__Exercise aim__.
If "road" shows up in a line of the material, return that line.

__Input records__.
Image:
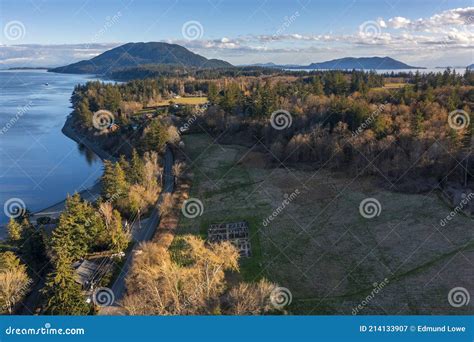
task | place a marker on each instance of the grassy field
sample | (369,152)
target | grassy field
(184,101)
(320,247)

==

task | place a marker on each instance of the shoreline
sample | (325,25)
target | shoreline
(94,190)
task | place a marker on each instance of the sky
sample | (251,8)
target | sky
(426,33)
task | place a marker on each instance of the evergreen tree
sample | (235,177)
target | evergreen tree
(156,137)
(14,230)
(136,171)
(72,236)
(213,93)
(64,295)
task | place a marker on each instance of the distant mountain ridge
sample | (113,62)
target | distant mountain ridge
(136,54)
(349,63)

---

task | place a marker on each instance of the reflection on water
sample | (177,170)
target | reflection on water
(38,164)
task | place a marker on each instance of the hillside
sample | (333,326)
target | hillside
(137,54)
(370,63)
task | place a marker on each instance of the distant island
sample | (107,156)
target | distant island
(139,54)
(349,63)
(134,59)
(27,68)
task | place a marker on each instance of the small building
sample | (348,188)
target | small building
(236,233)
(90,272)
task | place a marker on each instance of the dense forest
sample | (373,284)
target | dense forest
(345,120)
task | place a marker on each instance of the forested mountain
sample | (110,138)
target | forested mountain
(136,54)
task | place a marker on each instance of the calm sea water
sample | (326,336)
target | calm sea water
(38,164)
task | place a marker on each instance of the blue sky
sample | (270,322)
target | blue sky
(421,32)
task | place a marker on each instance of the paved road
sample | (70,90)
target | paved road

__Exercise solution__.
task | place a marker on each instance of the paved road
target | paved road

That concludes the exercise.